Task
Reproduce the material verbatim, everything from the line containing "Category: golden foliage" down to its final line.

Dataset
---------------

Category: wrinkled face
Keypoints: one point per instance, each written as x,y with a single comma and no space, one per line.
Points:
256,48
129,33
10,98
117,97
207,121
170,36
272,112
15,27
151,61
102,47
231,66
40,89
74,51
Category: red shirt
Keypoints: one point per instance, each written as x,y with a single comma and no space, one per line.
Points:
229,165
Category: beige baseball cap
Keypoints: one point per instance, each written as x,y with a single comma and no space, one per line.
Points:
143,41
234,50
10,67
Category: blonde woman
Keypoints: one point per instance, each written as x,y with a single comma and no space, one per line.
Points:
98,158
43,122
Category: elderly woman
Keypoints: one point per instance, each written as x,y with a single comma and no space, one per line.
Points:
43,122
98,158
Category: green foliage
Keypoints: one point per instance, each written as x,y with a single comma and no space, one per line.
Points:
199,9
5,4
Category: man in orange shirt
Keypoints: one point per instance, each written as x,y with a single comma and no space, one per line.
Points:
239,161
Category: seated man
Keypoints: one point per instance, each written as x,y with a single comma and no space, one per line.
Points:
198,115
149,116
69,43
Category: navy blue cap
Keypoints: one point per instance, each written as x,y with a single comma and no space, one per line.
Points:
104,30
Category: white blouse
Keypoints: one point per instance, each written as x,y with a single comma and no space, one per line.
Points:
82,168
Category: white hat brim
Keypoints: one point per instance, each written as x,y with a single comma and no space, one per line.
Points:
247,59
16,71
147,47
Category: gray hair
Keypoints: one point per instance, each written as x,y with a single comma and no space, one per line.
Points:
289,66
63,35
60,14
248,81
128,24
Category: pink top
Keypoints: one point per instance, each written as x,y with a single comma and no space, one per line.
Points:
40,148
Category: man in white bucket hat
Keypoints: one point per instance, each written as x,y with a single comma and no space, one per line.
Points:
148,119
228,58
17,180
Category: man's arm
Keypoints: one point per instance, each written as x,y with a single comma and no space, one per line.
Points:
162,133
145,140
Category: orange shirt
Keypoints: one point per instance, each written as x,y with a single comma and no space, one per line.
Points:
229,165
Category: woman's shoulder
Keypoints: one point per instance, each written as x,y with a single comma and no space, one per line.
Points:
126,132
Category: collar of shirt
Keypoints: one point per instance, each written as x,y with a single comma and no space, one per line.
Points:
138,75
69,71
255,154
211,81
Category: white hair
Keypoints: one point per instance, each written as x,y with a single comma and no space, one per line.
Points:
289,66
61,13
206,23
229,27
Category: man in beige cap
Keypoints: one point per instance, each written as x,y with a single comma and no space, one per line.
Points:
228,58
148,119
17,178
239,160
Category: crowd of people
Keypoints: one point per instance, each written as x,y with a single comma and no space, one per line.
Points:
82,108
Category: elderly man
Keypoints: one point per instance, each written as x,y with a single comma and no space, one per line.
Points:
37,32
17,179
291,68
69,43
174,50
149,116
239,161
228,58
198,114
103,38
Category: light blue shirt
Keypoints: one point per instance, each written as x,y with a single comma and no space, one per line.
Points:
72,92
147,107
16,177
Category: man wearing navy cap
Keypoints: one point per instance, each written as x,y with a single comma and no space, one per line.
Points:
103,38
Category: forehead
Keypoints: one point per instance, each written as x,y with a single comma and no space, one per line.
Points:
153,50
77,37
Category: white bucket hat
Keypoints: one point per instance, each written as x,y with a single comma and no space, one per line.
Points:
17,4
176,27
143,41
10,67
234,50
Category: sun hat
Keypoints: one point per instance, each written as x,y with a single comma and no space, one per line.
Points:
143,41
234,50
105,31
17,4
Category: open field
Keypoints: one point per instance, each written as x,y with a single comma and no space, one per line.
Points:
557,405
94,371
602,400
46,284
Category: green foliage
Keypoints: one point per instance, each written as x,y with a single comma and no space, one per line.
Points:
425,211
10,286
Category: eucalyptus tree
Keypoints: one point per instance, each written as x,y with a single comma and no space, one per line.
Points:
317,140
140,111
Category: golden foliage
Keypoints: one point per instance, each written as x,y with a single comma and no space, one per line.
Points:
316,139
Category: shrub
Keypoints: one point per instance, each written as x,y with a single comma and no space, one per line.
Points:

---------------

The result
Category: golden foliage
Keypoints: one point per instance, each written as x,y with a single comma and no space, one per line.
Points:
316,139
Category: shrub
Keypoints: one point per instance, each written as x,y with a single comma and no space, one per line.
Points:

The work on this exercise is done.